- **OBJECTIVE 1**: In the Secret Rule review, what is the title of the band's second record?
- **OBJECTIVE 2**: Continue the Secret Rule review from its last sentence.

::: EXCERPT :::

Secret Rule – Machination Review

Secret Rule - MachinationRemember Amaranthe? Say what you want about them as a metal band (which, if you’re being six figure tax return levels of charitable, would be “not so great”), but as a pop band they’re alright. Massive Addictive was catchy, regardless of the fact that it was meticulously crafted by Swedish pop robots, made of 100% candy-coated processed cheese, and equal in substance to a sugar rush. Italy’s Secret Rule is pure processed cheese too, but it’s the Kraft Singles that you left out in the sun after a weekend barbecue and would feel bad giving to your friend on a sandwich as a prank. For those of you who don’t know the joy of Kraft Singles (and thus a masterful grilled cheese), this means that Secret Rule’s second record Machination doesn’t exactly float my boat. Contrarily, my musical tastes may as well be the Spanish Armada and these alt-metallers the Royal Navy. So let’s explore Spanish naval history and examine my metaphorical musical taste vessel, as we can rent the same glass-bottom boat for both.

::: DATA EXTRACT :::

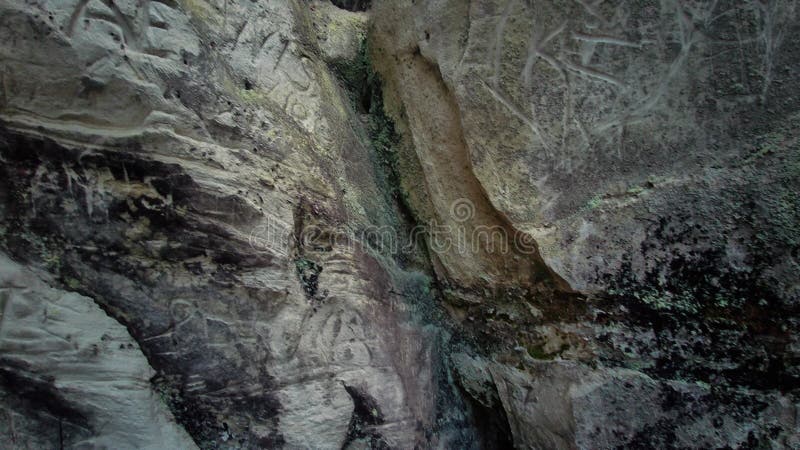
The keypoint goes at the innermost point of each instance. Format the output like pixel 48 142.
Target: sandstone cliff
pixel 399 224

:::

- **EXERCISE ANSWER 1**: Machination

- **EXERCISE ANSWER 2**:
If I wrote the stickers that go on the fronts of CDs, I would say that Machination is recommended if you think Amaranthe is too heavy and that modern Lacuna Coil would be better if they were less catchy. If you like non-stop alt-metal chugging with some mediocre keyboards that spice the proceedings up in the same way playing Neurosis at a house party would, then you’re in luck. On the heaviness spectrum, we’re looking at somewhere between Evanescence and Saliva, but amusingly ignorant aggro party rock and Amy Lee’s vocals sadly don’t make an appearance here. If you heard Dark Adrenaline and thought that its songwriting recipe was mediocre, Machination mixes up flour with baking soda, replaces sugar with salt, and then leaves it in the oven for too long.

If the whole of Machination was like “The Image” it would fare a wee bit better. Angela Di Vincenzo carries this track with her limited vocals, and the simple piano melody that forms the entire song is good enough to be one of those sad-but-not-too-sad songs which are fleetingly enjoyable as pop music; it’s high-fructose melancholic mediocrity. It doesn’t come close to the calculated catchiness of Amaranthe or the okay-ness of modern Lacuna Coil, sounding instead like a pale imitation of the Platonic form of meh. Given that the third paragraph is generally the part where we say nice things about records here at AMG, you’d better break out your sleds, folks: it’s all downhill from here.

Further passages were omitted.